== PARTS OF THE EXERCISE ==
**a.** Answer these questions from the article on rising COVID-19 cases in Dougherty County:
(i) How many patients were hospitalized at Phoebe Putney Memorial Hospital as of Friday afternoon?
(ii) What share of tests for the novel coronavirus were positive, and how does that compare with June?
(iii) How often do the city of Albany and Dougherty County plan to report updates?
**b.** Revise the article on rising COVID-19 cases from "Officials warn 'risky" to "in COVID-19 cases." so that "news conference" reads "press briefing".
**c.** Take the article on rising COVID-19 cases in Dougherty County further, beginning after its final sentence.

== PAGE EXCERPT ==

Officials warn 'risky behavior' may be behind increase in new COVID-19 cases in Dougherty County

Dr. James Black warned about the risk of travel during a Friday news conference held to make residents aware of a surge in COVID-19 cases.

ALBANY — Referencing a recent concert that drew possibly thousands and block parties held where hundreds attended, officials here warned that “irresponsible decisions” may be behind a recent sharp increase in COVID-19 hospitalizations.

As of Friday afternoon, there were some 66 patients hospitalized at Phoebe Putney Memorial Hospital and an additional 11 at Phoebe Sumter Medical Center in Americus.

The number of positive tests for the novel coronavirus also has increased significantly to about 12 percent, “three times the rate in June,” Albany Mayor Bo Dorough said during a Friday news conference with government and health officials. After suspending the regular news conferences when numbers declined, the city of Albany and Dougherty County plan to report weekly updates at the conferences each Friday.

== GIVEN INFORMATION ==
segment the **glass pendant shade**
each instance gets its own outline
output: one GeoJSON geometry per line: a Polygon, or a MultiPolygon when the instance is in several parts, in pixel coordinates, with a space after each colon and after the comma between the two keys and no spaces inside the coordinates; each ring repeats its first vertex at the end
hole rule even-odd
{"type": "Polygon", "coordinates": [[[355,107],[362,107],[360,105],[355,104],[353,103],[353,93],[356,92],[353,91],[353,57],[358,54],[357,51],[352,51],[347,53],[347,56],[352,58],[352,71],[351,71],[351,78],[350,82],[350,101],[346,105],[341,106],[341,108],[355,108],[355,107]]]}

== ANSWERS PER TASK ==
**a.**
(i) Some 66 patients.
(ii) About 12 percent, three times the rate in June.
(iii) Weekly, at the news conferences each Friday.

**b.**
Officials warn 'risky behavior' may be behind increase in new COVID-19 cases in Dougherty County

Dr. James Black warned about the risk of travel during a Friday press briefing held to make residents aware of a surge in COVID-19 cases.

**c.**
In recent days, officials said, a trend also has emerged of more patients being admitted each day than are being discharged from local hospitals. Some of the new admissions have been from other hospitals that have been swamped by COVID-19 patients, but most are Dougherty County residents.

With the number of coronavirus cases spiking around the state and in other hot spots in the country, one fear is of already taxed medical facilities being hit with a heavy influenza season.

“That’s really the greatest concern, I think, if we have a really bad flu season and an uptick in COVID at the same time, it could get really bad,” Ben Roberts, Phoebe’s director of communications, said during a Saturday telephone interview.

While there are some predictions that there will be a second surge of the coronavirus in the fall, that is not certain, Roberts said. However, the public can help by getting flu vaccinations.

“We’re encouraging everybody to get a flu shot as soon as they become available to try to minimize the flu season,” he said. “We’ve got to hope this is not a bad flu season and COVID will not have a big resurgence in the fall. It’s kind of wait and see.”

At the moment, there is sufficient capacity in the intensive care units, including the temporary facility set up on Palmyra Road where most COVID-19 patients are being treated, but the current trend is not good, Dr. James Black, Phoebe’s director of emergency health services, said during the Friday news conference.

“If you admit 10 (a day) and discharge five, within a week you will be over 100,” he said. “Numbers are rising and trending in a not-so-good direction.”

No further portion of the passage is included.